Brief ->
How many lines in the records below contain the string "garage"? Treat case as significant, and give only the number.

[START OF Material for this exercise]

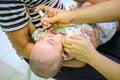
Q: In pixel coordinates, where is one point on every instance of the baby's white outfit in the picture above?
(106, 31)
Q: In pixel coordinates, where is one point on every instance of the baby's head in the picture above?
(46, 56)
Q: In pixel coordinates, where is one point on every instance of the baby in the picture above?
(48, 55)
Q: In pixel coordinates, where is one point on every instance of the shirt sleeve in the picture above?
(13, 15)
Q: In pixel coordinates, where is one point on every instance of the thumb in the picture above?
(52, 19)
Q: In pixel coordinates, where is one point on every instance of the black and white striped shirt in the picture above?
(13, 14)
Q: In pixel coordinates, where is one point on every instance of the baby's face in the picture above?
(46, 55)
(49, 45)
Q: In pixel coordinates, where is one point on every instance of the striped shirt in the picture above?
(13, 14)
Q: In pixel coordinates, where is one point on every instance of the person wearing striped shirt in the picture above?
(18, 20)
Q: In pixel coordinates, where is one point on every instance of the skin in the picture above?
(80, 48)
(84, 51)
(46, 56)
(92, 14)
(21, 40)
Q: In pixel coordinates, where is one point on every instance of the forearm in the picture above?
(107, 67)
(104, 11)
(21, 40)
(73, 63)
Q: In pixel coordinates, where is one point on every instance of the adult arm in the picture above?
(21, 41)
(84, 51)
(101, 12)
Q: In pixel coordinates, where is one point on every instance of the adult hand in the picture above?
(55, 17)
(93, 35)
(79, 48)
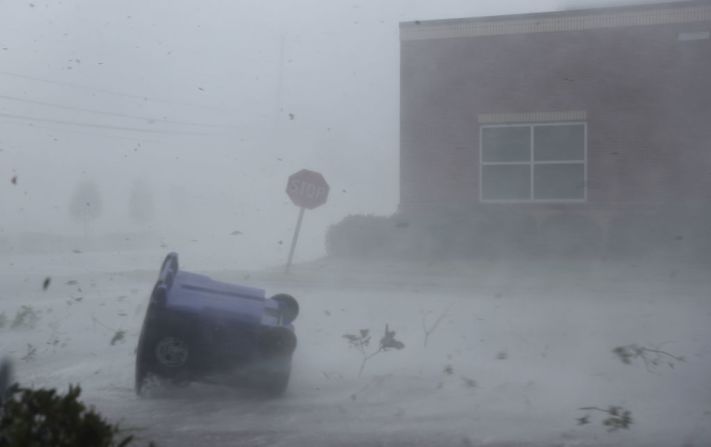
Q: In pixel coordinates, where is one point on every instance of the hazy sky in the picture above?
(211, 103)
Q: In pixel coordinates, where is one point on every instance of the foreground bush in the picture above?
(44, 418)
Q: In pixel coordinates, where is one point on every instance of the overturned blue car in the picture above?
(197, 329)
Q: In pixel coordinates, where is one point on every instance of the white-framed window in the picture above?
(536, 162)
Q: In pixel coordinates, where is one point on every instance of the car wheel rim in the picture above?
(172, 352)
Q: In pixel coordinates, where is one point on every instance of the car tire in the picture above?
(163, 355)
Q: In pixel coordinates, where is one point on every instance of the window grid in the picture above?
(532, 163)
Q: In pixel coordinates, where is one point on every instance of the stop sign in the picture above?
(307, 189)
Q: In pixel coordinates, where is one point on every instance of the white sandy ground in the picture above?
(535, 337)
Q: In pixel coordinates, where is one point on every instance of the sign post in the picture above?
(308, 190)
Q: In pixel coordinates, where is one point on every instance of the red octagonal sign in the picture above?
(307, 189)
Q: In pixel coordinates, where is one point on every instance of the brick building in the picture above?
(572, 132)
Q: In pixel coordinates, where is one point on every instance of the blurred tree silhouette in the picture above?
(85, 205)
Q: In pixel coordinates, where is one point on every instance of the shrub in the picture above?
(42, 417)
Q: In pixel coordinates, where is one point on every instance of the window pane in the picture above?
(559, 181)
(506, 144)
(506, 182)
(559, 143)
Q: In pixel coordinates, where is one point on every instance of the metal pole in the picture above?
(294, 239)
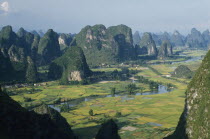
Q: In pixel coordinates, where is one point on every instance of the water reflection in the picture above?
(124, 97)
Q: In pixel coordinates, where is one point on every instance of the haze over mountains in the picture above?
(69, 59)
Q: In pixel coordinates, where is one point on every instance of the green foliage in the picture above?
(118, 114)
(27, 99)
(91, 112)
(65, 108)
(49, 48)
(113, 90)
(152, 84)
(72, 60)
(165, 50)
(31, 72)
(131, 88)
(105, 46)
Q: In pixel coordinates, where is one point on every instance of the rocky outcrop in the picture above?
(136, 38)
(7, 37)
(177, 39)
(165, 50)
(195, 39)
(206, 37)
(31, 71)
(108, 130)
(48, 48)
(71, 66)
(105, 45)
(194, 121)
(17, 122)
(64, 40)
(148, 44)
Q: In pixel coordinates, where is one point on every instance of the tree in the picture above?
(130, 88)
(31, 72)
(113, 90)
(91, 112)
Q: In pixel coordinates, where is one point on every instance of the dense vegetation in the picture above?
(22, 52)
(103, 45)
(193, 123)
(71, 66)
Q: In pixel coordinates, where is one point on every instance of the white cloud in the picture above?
(4, 6)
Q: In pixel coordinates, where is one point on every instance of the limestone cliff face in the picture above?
(48, 48)
(195, 39)
(148, 43)
(177, 39)
(71, 66)
(64, 40)
(136, 38)
(194, 122)
(165, 50)
(105, 45)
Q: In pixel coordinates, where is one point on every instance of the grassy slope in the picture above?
(164, 109)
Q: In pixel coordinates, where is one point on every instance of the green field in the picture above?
(144, 116)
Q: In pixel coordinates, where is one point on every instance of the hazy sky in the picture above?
(72, 15)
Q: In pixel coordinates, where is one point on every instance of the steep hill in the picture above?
(194, 121)
(71, 66)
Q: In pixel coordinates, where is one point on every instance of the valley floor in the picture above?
(142, 116)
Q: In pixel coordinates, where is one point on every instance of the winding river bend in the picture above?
(161, 89)
(124, 97)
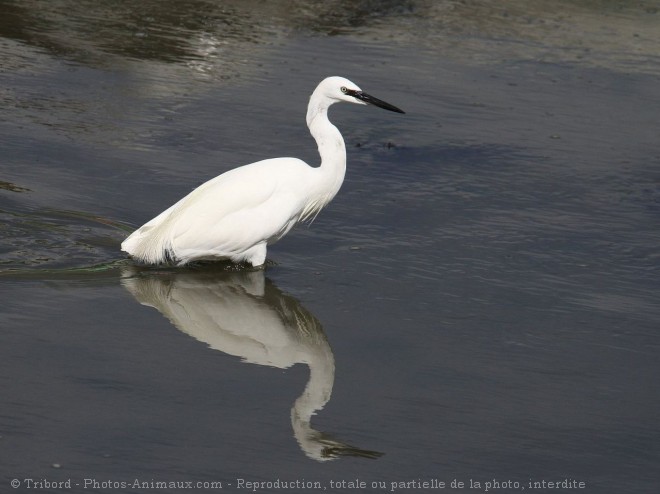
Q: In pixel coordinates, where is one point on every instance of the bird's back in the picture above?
(228, 215)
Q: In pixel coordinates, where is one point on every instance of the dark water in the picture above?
(480, 303)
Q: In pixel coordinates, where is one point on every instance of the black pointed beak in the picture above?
(367, 98)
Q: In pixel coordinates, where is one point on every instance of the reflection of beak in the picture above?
(367, 98)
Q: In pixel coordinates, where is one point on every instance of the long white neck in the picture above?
(331, 146)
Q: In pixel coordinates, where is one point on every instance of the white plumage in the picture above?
(237, 214)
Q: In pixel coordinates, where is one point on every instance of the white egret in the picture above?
(237, 214)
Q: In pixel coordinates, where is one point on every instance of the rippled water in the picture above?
(479, 303)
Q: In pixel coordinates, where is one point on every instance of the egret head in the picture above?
(341, 89)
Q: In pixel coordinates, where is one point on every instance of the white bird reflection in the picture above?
(246, 315)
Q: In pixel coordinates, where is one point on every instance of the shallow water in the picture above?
(479, 303)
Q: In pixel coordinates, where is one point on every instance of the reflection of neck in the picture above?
(316, 394)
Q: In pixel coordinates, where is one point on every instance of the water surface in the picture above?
(479, 302)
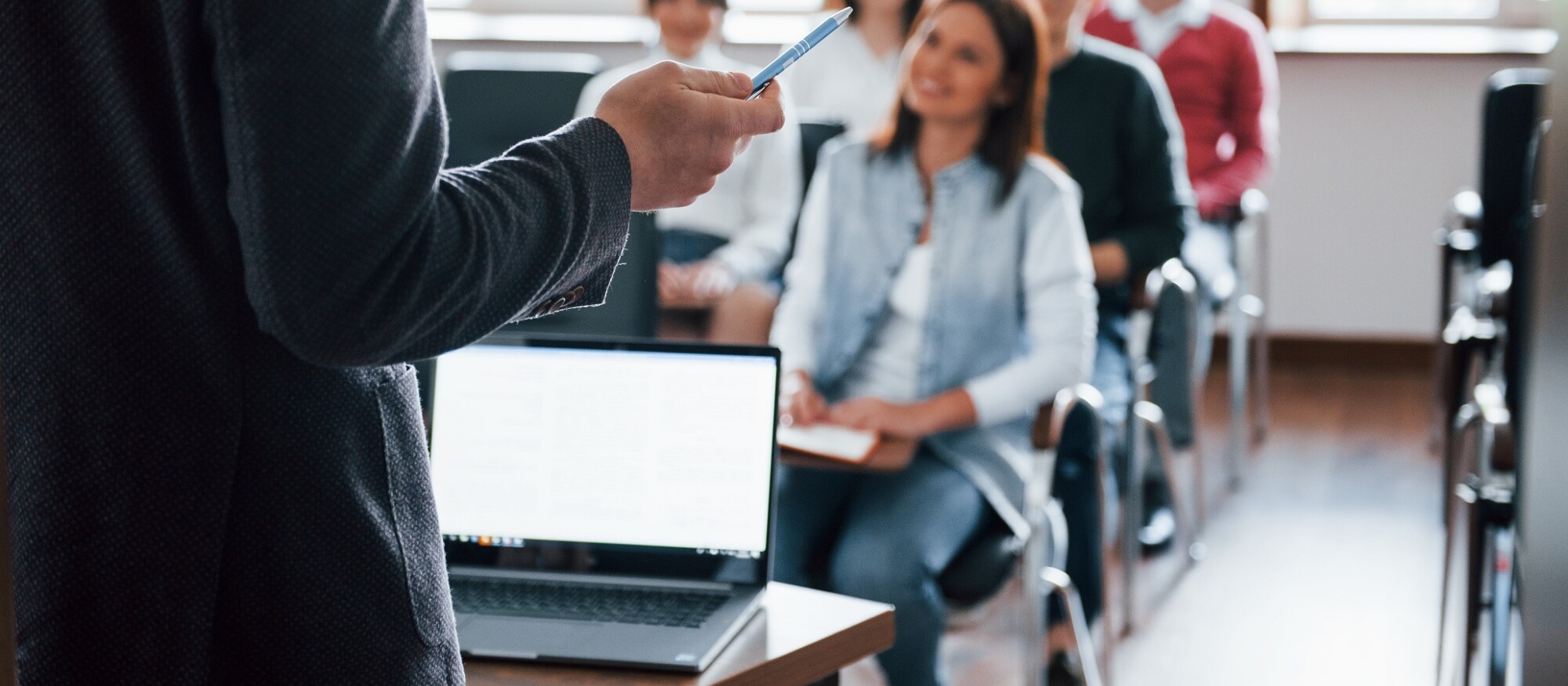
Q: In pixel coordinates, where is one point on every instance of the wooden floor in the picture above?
(1323, 569)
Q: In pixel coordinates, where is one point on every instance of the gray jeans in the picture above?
(882, 538)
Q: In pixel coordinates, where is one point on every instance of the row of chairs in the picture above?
(498, 99)
(1486, 268)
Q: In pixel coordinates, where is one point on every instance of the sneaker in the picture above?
(1160, 532)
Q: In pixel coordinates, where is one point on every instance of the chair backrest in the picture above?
(496, 99)
(1522, 296)
(1511, 116)
(631, 309)
(816, 130)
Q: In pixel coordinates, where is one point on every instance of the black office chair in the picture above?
(1489, 267)
(990, 560)
(816, 130)
(1481, 230)
(496, 99)
(631, 309)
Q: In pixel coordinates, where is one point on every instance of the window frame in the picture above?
(1511, 14)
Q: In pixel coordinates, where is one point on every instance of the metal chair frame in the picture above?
(1147, 423)
(1249, 334)
(1047, 552)
(1042, 558)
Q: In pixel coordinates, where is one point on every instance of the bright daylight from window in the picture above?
(1404, 8)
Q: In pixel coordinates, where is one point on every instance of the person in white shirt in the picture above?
(739, 232)
(854, 77)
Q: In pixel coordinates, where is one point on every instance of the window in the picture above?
(1497, 13)
(1404, 8)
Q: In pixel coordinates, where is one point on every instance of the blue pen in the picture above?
(772, 71)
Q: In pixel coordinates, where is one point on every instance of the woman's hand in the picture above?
(804, 406)
(948, 411)
(884, 417)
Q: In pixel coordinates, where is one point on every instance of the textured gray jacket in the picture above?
(223, 229)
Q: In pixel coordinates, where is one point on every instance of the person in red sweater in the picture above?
(1224, 82)
(1222, 75)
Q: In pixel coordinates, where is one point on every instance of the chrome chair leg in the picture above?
(1061, 586)
(1240, 379)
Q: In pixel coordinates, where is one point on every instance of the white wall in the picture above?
(1373, 147)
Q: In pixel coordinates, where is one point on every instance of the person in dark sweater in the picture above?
(1112, 125)
(223, 230)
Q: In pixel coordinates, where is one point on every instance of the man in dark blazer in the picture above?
(223, 232)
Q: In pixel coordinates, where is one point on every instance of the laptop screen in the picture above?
(614, 448)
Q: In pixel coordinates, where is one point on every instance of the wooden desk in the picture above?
(800, 637)
(891, 455)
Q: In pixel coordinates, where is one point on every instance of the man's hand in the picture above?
(695, 285)
(683, 127)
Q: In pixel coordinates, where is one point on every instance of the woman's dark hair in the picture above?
(912, 8)
(1014, 130)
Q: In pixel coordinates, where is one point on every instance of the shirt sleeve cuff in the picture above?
(995, 401)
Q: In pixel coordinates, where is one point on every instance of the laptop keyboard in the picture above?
(586, 602)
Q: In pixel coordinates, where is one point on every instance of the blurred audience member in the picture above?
(854, 77)
(1222, 75)
(1112, 125)
(942, 292)
(738, 232)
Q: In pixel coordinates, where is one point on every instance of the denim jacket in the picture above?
(1012, 309)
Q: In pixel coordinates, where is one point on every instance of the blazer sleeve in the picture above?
(357, 246)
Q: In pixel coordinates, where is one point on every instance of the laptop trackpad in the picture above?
(528, 638)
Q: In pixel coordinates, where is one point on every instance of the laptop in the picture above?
(604, 502)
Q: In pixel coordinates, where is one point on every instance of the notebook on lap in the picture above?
(604, 502)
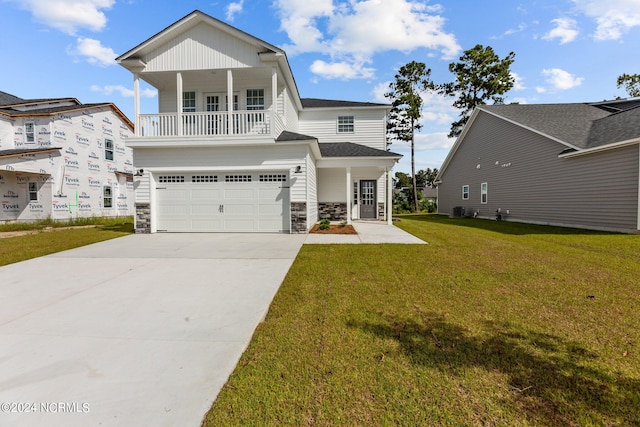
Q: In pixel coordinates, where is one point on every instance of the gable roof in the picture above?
(580, 127)
(7, 98)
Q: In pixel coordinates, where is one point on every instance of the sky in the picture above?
(565, 50)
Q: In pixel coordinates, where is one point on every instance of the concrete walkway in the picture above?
(136, 331)
(368, 232)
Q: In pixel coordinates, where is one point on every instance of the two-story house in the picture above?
(233, 147)
(61, 159)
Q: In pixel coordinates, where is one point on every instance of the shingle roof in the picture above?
(349, 149)
(329, 103)
(19, 151)
(582, 125)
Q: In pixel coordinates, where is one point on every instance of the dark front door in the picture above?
(368, 203)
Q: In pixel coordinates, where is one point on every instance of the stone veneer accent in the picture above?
(333, 211)
(143, 218)
(298, 217)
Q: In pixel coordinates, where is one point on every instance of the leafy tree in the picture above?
(631, 83)
(411, 81)
(480, 76)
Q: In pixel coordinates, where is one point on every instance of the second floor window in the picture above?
(29, 132)
(189, 102)
(108, 149)
(255, 99)
(345, 124)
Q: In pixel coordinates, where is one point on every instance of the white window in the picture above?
(189, 102)
(465, 192)
(107, 196)
(29, 132)
(484, 191)
(108, 149)
(255, 99)
(345, 124)
(33, 191)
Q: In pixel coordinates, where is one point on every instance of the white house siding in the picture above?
(525, 176)
(369, 126)
(202, 48)
(312, 190)
(71, 180)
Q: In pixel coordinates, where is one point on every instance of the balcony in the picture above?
(210, 124)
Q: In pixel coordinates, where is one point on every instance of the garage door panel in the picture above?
(195, 204)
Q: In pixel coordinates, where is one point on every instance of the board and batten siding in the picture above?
(525, 176)
(202, 48)
(223, 159)
(369, 126)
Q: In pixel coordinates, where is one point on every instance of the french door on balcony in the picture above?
(217, 123)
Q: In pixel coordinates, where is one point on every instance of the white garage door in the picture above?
(223, 202)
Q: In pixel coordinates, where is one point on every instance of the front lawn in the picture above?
(20, 248)
(489, 324)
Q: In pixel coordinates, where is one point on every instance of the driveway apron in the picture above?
(142, 330)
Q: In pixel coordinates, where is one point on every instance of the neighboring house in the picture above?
(575, 165)
(61, 159)
(233, 147)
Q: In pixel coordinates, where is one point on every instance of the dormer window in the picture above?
(345, 124)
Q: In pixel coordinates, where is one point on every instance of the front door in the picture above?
(368, 203)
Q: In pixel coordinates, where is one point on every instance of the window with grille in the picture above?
(255, 99)
(170, 178)
(107, 197)
(278, 177)
(204, 178)
(345, 124)
(189, 102)
(237, 178)
(29, 132)
(108, 149)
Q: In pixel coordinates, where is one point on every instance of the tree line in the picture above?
(480, 76)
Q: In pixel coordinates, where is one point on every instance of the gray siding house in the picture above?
(575, 165)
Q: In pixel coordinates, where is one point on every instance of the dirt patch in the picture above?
(334, 229)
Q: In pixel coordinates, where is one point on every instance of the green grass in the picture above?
(20, 248)
(490, 324)
(51, 223)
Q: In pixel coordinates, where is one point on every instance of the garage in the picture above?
(223, 202)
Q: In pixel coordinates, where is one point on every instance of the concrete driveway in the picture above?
(138, 331)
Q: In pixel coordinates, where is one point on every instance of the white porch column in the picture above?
(349, 190)
(179, 102)
(136, 104)
(274, 99)
(230, 101)
(389, 198)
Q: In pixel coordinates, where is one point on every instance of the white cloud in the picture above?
(613, 17)
(351, 32)
(123, 91)
(233, 9)
(341, 70)
(565, 30)
(518, 81)
(561, 79)
(69, 15)
(93, 51)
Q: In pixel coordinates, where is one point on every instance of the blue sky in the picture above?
(566, 50)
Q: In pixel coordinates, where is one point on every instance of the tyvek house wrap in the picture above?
(72, 175)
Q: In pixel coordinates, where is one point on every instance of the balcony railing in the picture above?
(219, 123)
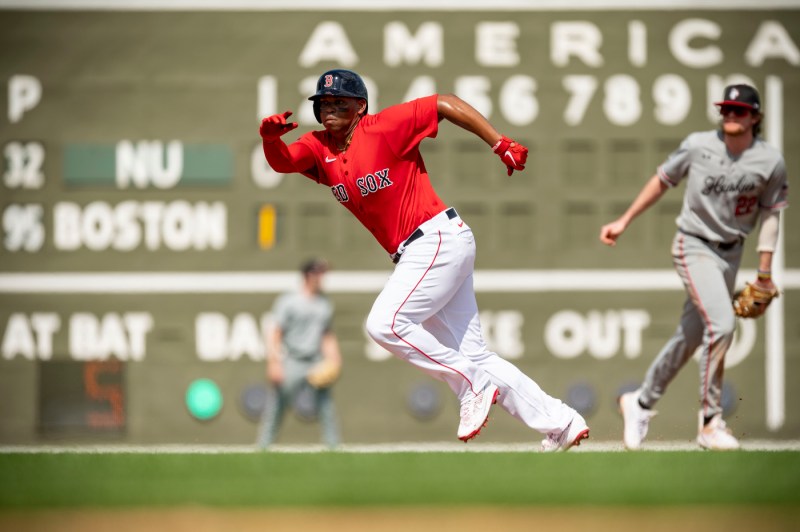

[END OF Material for this exercise]

Solved problem ->
3